━━━━━ DOCUMENT TEXT ━━━━━

Beginning and Spread

  • The revolt began at Meerut on May 10,1857 and soon embraced a vast area from the Punjab in the north and the Narmada in the south to Bihar in the east and Rajputana in the west.
  • Sequence of events till capture of delhi :
    • At Berhampur Infantry refused to use enfield rifle (with greased cartridges) and broke out in mutiny (feb-1857), regiment was disbanded → Mangal Pande (34th Native Infantry, Barrackpore) fired at the sergeant major. He was executed on April 6 and regiment was disbanded in May → 7th Awadh Regiment which defied its officers on May 3 met with a similar fate.
    • And then came the explosion at Meerut. On April 24, ninety men of 3rd Native Cavalry refused to accept the greased cartridges → On May 9, eighty-five of them were dismissed, sentenced to 10 years’ imprisonment and put in fetters→ On May 10, Indian soldiers released their imprisoned comrades, killed their officers and unfurled the banner of revolt.

━━━━━

**AIM:**
Answer these questions using the text on the 1857 revolt above.
1. Where and on what date did the revolt begin?
2. Which regiment did Mangal Pande belong to?
3. How many men of the 3rd Native Cavalry were dismissed on May 9?

━━━━━ GIVEN DATA ━━━━━

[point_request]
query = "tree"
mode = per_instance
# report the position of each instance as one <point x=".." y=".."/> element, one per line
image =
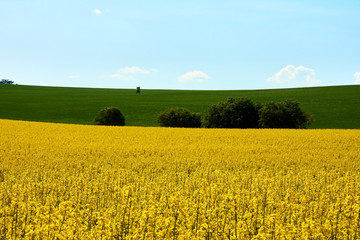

━━━━━

**EXPECTED ANSWER:**
1. The revolt began at Meerut on May 10, 1857.
2. Mangal Pande belonged to the 34th Native Infantry at Barrackpore.
3. Eighty-five men of the 3rd Native Cavalry were dismissed on May 9.